_EXERCISE BRIEF_
Scale the rows between the line containing "Return the outline of every instance of the white" and the line containing "430 100 L 433", inclusive, and reproduce every line in that range, requests included. Multiply each coordinate and viewBox dimension in the answers by 1.4 and round to whole numbers with halves rounded up, leaving the requests and their format samples unchanged.

┌──

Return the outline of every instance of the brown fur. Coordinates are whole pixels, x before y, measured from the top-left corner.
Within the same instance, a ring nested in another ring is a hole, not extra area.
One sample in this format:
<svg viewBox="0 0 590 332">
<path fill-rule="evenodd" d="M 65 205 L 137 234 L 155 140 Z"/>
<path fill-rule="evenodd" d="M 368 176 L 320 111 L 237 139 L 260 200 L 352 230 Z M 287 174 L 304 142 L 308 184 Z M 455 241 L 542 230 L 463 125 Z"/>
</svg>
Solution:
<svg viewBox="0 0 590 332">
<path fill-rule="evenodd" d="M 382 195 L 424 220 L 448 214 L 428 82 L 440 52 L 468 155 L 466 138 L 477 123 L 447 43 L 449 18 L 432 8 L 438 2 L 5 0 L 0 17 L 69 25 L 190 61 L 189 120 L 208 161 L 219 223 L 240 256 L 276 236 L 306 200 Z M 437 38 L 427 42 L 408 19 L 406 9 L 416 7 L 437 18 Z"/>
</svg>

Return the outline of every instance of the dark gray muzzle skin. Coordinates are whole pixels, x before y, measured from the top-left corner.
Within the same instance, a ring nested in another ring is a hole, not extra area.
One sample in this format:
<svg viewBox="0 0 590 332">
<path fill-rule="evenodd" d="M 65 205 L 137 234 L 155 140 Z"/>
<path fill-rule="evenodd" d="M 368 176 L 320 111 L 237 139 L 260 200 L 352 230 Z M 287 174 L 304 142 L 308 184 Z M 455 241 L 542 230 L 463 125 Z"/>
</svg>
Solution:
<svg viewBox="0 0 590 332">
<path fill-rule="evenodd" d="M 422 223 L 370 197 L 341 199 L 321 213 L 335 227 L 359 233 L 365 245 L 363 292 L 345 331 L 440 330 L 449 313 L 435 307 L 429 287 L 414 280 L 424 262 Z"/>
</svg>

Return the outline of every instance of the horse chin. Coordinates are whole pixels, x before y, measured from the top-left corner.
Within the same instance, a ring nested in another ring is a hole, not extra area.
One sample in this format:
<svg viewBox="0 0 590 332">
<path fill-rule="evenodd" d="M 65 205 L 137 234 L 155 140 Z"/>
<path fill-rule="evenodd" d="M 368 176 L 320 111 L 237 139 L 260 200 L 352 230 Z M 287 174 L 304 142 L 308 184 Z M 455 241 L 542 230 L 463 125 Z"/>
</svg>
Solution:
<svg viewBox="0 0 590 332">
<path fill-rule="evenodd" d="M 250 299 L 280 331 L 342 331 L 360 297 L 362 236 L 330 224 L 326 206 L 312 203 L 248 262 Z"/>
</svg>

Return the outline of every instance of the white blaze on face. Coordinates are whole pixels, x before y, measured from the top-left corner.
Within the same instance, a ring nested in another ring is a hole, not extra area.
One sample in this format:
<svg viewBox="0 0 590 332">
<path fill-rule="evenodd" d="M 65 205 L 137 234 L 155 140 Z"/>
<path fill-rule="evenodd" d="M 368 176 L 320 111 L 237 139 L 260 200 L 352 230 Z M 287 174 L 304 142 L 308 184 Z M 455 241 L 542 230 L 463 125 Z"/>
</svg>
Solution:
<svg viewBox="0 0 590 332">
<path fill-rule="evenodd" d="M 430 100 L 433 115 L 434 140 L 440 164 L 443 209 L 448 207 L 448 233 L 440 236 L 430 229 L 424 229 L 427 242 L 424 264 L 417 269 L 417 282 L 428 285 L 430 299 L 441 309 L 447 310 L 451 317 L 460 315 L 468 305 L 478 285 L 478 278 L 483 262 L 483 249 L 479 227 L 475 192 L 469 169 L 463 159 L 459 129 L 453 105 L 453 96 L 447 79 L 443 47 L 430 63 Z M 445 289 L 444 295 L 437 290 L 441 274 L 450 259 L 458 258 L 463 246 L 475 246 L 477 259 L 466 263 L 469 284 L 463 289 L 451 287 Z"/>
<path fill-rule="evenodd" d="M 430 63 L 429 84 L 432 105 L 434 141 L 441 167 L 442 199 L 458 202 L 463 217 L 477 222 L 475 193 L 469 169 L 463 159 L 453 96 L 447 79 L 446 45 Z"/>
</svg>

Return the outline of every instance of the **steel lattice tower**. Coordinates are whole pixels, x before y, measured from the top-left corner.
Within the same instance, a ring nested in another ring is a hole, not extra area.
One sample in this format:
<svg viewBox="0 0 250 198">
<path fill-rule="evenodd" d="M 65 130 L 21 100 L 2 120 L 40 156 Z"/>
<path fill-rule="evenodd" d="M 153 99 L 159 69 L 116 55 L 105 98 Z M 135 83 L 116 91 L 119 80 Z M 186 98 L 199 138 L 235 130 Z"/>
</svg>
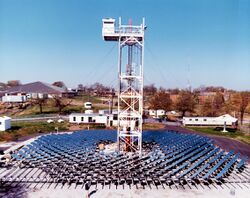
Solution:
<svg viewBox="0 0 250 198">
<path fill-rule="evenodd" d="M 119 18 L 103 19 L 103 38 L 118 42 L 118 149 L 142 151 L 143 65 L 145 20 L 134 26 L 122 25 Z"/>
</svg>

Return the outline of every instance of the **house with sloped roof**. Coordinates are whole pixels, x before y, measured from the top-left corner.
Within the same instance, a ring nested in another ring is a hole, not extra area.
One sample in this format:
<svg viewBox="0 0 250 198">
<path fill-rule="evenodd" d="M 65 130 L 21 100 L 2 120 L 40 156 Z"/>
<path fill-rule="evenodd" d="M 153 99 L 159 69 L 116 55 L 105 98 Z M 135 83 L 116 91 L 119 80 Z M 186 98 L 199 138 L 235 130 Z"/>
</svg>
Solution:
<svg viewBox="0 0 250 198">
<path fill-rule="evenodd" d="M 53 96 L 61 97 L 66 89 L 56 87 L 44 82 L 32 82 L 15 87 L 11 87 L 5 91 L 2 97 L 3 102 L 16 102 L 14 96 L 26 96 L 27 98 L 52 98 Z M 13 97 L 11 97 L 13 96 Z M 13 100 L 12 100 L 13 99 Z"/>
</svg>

└──
┌──

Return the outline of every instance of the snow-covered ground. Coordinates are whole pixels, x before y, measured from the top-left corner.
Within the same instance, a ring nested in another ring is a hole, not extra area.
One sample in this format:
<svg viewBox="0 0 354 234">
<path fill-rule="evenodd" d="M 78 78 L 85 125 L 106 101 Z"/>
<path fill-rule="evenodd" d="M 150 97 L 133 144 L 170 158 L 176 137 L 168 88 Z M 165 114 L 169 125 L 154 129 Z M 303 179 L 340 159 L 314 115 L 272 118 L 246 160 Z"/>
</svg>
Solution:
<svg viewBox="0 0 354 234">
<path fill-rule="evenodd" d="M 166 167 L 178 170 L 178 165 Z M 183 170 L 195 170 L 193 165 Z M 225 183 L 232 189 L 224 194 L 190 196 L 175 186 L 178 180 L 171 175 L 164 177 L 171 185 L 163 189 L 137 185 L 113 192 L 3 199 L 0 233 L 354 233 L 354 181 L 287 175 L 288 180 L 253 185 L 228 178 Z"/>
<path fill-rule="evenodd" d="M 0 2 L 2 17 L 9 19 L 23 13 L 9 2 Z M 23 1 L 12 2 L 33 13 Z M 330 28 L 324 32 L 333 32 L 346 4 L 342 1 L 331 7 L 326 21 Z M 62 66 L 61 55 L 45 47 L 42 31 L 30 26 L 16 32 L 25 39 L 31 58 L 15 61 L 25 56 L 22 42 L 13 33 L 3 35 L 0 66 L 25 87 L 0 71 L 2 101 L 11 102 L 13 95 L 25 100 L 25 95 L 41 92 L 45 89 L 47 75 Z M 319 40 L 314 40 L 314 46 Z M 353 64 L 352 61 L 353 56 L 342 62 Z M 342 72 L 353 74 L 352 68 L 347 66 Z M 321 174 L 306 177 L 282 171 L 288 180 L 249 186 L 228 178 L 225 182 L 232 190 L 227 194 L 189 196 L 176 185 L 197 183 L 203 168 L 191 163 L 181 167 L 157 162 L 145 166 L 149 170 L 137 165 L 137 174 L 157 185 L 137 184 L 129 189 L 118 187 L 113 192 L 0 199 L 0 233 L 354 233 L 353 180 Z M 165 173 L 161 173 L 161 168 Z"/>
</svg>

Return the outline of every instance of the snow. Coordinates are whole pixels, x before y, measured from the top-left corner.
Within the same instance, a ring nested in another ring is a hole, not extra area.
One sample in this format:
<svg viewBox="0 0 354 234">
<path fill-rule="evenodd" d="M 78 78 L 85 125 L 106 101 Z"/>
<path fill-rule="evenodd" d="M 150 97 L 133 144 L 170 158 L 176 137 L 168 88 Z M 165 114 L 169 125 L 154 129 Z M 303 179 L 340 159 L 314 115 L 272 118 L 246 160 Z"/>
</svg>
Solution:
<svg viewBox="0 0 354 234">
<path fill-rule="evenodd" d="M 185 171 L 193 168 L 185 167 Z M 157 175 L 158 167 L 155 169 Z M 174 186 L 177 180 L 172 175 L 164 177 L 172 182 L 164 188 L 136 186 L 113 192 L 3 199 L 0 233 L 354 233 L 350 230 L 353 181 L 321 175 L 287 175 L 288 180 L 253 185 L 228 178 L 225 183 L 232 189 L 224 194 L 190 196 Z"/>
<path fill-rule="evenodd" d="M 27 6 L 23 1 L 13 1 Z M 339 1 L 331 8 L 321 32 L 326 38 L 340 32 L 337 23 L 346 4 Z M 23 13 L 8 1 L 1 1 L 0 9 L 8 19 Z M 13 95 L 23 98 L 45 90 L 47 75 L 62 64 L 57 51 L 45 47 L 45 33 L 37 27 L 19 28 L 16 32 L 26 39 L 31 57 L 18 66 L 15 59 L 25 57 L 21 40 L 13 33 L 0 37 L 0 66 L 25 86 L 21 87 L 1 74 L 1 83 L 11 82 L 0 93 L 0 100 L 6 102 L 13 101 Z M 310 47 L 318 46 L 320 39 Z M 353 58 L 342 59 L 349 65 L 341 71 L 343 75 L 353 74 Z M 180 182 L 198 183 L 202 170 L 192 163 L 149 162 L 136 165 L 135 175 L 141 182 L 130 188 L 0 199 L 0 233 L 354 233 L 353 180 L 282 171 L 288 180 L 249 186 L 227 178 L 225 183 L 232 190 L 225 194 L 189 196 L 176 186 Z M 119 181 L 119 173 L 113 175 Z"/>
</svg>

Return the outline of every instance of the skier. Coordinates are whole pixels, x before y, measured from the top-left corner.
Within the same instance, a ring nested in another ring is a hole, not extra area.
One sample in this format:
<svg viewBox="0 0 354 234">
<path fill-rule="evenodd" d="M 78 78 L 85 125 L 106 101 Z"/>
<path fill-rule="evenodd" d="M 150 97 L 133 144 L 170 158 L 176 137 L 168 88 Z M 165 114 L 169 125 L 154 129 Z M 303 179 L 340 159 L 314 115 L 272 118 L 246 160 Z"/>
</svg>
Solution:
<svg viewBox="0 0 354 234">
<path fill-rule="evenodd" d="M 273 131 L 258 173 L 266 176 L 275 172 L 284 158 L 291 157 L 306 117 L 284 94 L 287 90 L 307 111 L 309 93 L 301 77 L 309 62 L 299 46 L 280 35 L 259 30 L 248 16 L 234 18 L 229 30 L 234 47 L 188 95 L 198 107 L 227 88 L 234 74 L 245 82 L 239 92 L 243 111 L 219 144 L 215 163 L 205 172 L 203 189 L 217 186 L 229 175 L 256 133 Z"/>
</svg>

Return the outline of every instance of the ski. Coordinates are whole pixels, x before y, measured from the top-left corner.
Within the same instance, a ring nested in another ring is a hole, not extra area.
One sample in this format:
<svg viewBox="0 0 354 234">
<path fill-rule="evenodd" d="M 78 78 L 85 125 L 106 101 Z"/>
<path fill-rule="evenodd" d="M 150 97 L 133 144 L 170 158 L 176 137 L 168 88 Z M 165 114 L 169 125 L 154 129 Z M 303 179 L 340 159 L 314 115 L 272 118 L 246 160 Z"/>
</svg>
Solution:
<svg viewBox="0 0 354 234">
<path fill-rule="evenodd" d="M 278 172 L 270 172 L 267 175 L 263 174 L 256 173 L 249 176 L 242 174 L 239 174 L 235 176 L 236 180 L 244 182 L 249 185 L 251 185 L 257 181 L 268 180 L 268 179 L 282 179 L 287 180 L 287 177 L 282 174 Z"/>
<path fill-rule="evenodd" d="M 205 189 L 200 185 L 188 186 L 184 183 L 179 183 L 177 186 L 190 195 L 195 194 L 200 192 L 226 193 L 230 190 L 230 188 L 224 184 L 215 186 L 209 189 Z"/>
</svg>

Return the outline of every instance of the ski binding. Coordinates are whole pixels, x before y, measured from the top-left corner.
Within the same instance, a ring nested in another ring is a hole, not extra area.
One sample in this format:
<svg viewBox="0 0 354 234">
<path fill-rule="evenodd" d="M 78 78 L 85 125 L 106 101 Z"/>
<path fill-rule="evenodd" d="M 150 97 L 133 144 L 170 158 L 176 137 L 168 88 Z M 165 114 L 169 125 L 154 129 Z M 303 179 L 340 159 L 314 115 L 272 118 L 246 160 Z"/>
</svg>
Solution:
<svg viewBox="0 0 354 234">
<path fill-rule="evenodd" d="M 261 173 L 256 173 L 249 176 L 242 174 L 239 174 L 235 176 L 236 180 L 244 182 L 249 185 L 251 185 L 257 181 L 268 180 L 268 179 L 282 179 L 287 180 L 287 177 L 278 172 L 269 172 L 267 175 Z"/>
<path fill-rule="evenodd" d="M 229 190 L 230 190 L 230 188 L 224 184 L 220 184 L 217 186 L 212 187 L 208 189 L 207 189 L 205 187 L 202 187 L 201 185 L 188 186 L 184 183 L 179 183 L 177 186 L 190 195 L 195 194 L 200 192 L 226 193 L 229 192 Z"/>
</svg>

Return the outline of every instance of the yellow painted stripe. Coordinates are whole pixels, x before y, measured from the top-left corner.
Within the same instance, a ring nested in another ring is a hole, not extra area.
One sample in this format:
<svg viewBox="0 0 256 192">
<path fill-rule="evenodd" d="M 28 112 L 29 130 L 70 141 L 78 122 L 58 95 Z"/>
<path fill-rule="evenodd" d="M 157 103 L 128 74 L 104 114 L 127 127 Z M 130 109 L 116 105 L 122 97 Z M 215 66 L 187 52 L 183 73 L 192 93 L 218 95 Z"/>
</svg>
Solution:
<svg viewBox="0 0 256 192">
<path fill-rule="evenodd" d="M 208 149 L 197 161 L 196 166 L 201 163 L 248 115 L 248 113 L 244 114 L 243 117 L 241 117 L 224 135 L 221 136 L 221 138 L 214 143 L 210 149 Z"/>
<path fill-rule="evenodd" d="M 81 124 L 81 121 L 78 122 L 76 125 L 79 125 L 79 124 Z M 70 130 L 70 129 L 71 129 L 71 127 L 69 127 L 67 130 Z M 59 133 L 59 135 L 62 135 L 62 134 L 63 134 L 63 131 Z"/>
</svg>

└──

_RESULT OF THE TASK_
Return the outline of every instance of the white blaze on face. Coordinates are whole pixels, x before y, measured from the top-left corner.
Within the same instance, a ring nested in another ring is a hole, not extra area.
One sample in this format:
<svg viewBox="0 0 590 332">
<path fill-rule="evenodd" d="M 65 205 L 137 234 L 155 140 Z"/>
<path fill-rule="evenodd" d="M 368 176 L 320 111 L 237 139 L 260 200 L 352 230 Z M 287 174 L 304 142 L 308 184 Z M 455 241 L 542 230 L 463 125 Z"/>
</svg>
Solution:
<svg viewBox="0 0 826 465">
<path fill-rule="evenodd" d="M 602 140 L 606 161 L 608 196 L 616 230 L 620 293 L 627 290 L 627 326 L 616 330 L 602 321 L 594 321 L 598 339 L 594 370 L 584 377 L 584 395 L 599 399 L 602 419 L 617 433 L 626 434 L 631 444 L 644 441 L 655 427 L 669 399 L 669 389 L 676 367 L 676 349 L 671 318 L 665 269 L 657 237 L 648 223 L 643 181 L 634 147 L 634 134 L 626 111 L 620 66 L 602 88 Z M 623 405 L 622 413 L 612 406 L 617 384 L 630 363 L 641 361 L 648 344 L 665 344 L 668 363 L 652 368 L 657 398 L 648 405 L 631 402 Z"/>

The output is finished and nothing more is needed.